• [KUTIPAN TERPILIH]:
┄┄┄┄┄┄┄┄┄┄┄┄┄┄┄┄┄┄┄┄
Senin 22 May 2023 21:38 WIB

Tingginya Ketegangan Antara Cina dan Jepang Usai KTT G7

Jepang dinilai bertindak provokatif

Rep: Lintar Satria/ Red: Esthi Maharani
 Para pemimpin dunia dari G7 dan negara-negara undangan, (baris atas dari kiri ke kanan) Mathias Cormann, Sekretaris Jenderal Organisasi untuk Kerja Sama dan Pembangunan Ekonomi (OECD), Direktur Pelaksana IMF Kristalina Georgieva, Presiden Dewan Eropa Charles Michel, Jerman Kanselir Olaf Scholz, Perdana Menteri India Narendra Modi, Presiden Prancis Emmanuel Macron, Presiden AS Joe Biden, Perdana Menteri Kanada Justin Trudeau, Perdana Menteri Australia Anthony Albanese, Presiden Komisi Eropa Ursula von der Leyen, Direktur Eksekutif Badan Energi Internasional Fatih Birol. (baris bawah dari kiri ke kanan) Presiden Bank Dunia David Malpass, Sekretaris Jenderal PBB Antonio Guterres, Perdana Menteri Italia Giorgia Meloni, Perdana Menteri Kepulauan Cook Mark Brown, Yoon Suk Yeol Korea Selatan, Presiden Indonesia Joko Widodo, Presiden Jepang Perdana Menteri Fumio Kishida, Presiden Komoro Azali Assoumani, Presiden Brasil Luiz Inacio Lula de Silva, Perdana Menteri Vietnam Pham Minh Chinh, Perdana Menteri Inggris Rishi Sunak, dan Direktur Jenderal Organisasi Perdagangan Dunia Ngozi Okonjo-Iweala berpose untuk foto keluarga para pemimpin G7 dan negara-negara undangan dalam KTT Pemimpin G7 di Hiroshima Jepang barat, Sabtu (20/5/2023).
┄┄┄┄┄┄┄┄┄┄┄┄┄┄┄┄┄┄┄┄
• [CUPLIKAN DATA]:
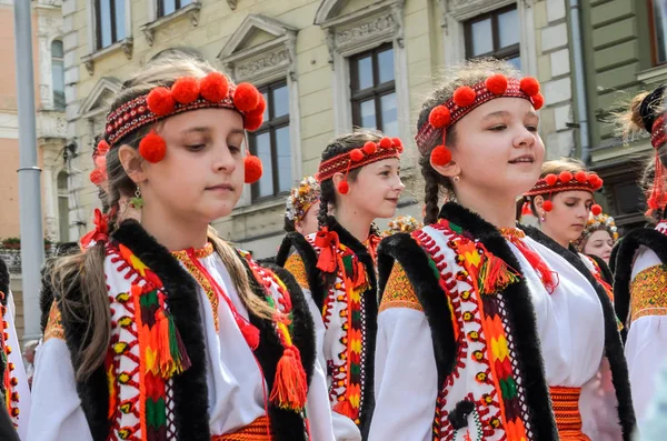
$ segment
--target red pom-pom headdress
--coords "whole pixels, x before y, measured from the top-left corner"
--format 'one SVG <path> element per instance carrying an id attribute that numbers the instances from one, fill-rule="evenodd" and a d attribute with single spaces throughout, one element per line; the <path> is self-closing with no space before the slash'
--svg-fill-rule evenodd
<path id="1" fill-rule="evenodd" d="M 587 191 L 593 194 L 601 188 L 603 179 L 597 173 L 580 170 L 573 174 L 569 171 L 561 171 L 559 174 L 549 173 L 546 177 L 540 178 L 532 189 L 524 193 L 524 196 L 544 196 L 550 198 L 552 194 L 563 191 Z M 548 212 L 552 210 L 554 204 L 550 200 L 546 200 L 542 208 Z M 591 209 L 596 211 L 601 210 L 598 204 L 594 204 Z"/>
<path id="2" fill-rule="evenodd" d="M 350 170 L 358 169 L 369 163 L 381 161 L 389 158 L 400 158 L 404 146 L 398 138 L 382 138 L 379 142 L 367 141 L 357 149 L 346 151 L 337 157 L 320 162 L 315 179 L 323 182 L 331 179 L 336 173 L 345 173 L 345 179 L 338 184 L 338 191 L 347 194 L 350 187 L 347 181 Z"/>
<path id="3" fill-rule="evenodd" d="M 441 139 L 442 143 L 431 150 L 431 162 L 436 166 L 447 166 L 451 160 L 451 152 L 445 144 L 447 128 L 485 102 L 501 97 L 524 98 L 530 101 L 536 110 L 545 102 L 539 93 L 539 82 L 531 77 L 519 80 L 496 73 L 472 87 L 461 86 L 454 91 L 449 100 L 431 110 L 428 121 L 419 129 L 415 137 L 419 152 L 426 154 L 436 140 Z"/>
<path id="4" fill-rule="evenodd" d="M 262 124 L 266 101 L 255 86 L 247 82 L 237 86 L 220 72 L 210 72 L 203 78 L 181 77 L 171 87 L 157 87 L 111 111 L 102 142 L 108 151 L 142 127 L 173 114 L 209 108 L 238 111 L 246 130 L 253 131 Z M 166 148 L 165 140 L 151 132 L 140 141 L 139 152 L 147 161 L 158 162 L 165 158 Z M 246 181 L 251 178 L 255 182 L 260 177 L 259 158 L 246 157 Z"/>

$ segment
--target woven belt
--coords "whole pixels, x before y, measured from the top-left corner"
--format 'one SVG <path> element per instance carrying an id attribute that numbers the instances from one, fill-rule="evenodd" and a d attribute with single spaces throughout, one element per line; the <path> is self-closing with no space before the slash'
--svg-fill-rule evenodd
<path id="1" fill-rule="evenodd" d="M 268 417 L 259 417 L 233 433 L 211 437 L 211 441 L 271 441 L 271 425 Z"/>
<path id="2" fill-rule="evenodd" d="M 549 388 L 556 428 L 561 441 L 590 441 L 581 431 L 581 413 L 579 412 L 579 397 L 581 388 Z"/>

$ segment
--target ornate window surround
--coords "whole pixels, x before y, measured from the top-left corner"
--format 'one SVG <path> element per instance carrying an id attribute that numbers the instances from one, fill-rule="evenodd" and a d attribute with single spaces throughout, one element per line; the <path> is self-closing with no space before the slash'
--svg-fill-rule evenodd
<path id="1" fill-rule="evenodd" d="M 97 49 L 97 18 L 96 18 L 96 7 L 94 0 L 86 1 L 86 10 L 88 11 L 88 54 L 81 57 L 81 62 L 86 66 L 86 70 L 92 77 L 94 73 L 94 61 L 106 57 L 110 53 L 118 52 L 122 50 L 128 60 L 132 59 L 132 0 L 125 0 L 125 21 L 126 21 L 126 36 L 122 40 L 118 40 L 115 43 L 102 48 Z"/>
<path id="2" fill-rule="evenodd" d="M 167 23 L 179 19 L 180 17 L 188 16 L 192 27 L 199 26 L 199 14 L 201 12 L 201 1 L 195 0 L 190 4 L 177 9 L 176 11 L 165 16 L 158 17 L 158 1 L 149 0 L 148 3 L 148 23 L 142 24 L 139 29 L 143 32 L 148 46 L 153 46 L 156 41 L 156 30 L 166 26 Z"/>
<path id="3" fill-rule="evenodd" d="M 269 33 L 275 38 L 251 48 L 243 48 L 253 32 Z M 298 29 L 262 14 L 249 14 L 225 44 L 218 59 L 235 81 L 248 81 L 255 86 L 265 86 L 287 79 L 289 91 L 289 136 L 291 141 L 292 184 L 301 180 L 301 126 L 299 110 L 299 88 L 297 74 L 297 32 Z M 250 188 L 237 204 L 247 207 L 252 203 Z M 273 207 L 285 203 L 283 198 L 269 201 L 258 207 Z"/>
<path id="4" fill-rule="evenodd" d="M 410 139 L 408 59 L 404 41 L 405 0 L 382 0 L 339 16 L 345 3 L 345 0 L 322 0 L 315 16 L 315 24 L 326 33 L 329 63 L 334 70 L 335 132 L 340 134 L 352 130 L 349 57 L 390 42 L 394 46 L 399 133 L 401 139 Z"/>
<path id="5" fill-rule="evenodd" d="M 537 46 L 535 33 L 535 0 L 438 0 L 440 3 L 442 47 L 445 66 L 452 66 L 466 59 L 464 22 L 481 13 L 516 3 L 521 23 L 520 54 L 522 71 L 527 76 L 537 74 Z"/>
┄┄┄┄┄┄┄┄┄┄┄┄┄┄┄┄┄┄┄┄
• [BAGIAN LATIHAN]:
1. Sebutkan semua tokoh dalam kutipan yang jabatannya disebut sebagai direktur, beserta lembaga yang dipimpinnya.
2. Menurut kutipan, di kota mana KTT Pemimpin G7 diselenggarakan?
3. Tentukan apakah setiap pernyataan berikut sesuai dengan kutipan: (a) Pham Minh Chinh adalah Perdana Menteri Vietnam. (b) Foto keluarga para pemimpin diambil pada hari Minggu. (c) Jepang dinilai bertindak provokatif.
Item-item tersebut tidak dipakai dalam latihan ini.

• [KUNCI JAWABAN]:
1. Kristalina Georgieva, Direktur Pelaksana IMF; Fatih Birol, Direktur Eksekutif Badan Energi Internasional; Ngozi Okonjo-Iweala, Direktur Jenderal Organisasi Perdagangan Dunia.

2. KTT Pemimpin G7 diselenggarakan di Hiroshima, Jepang barat.

3.
(a) Ya: "Perdana Menteri Vietnam Pham Minh Chinh".
(b) Tidak: "Sabtu (20/5/2023)".
(c) Ya: "Jepang dinilai bertindak provokatif".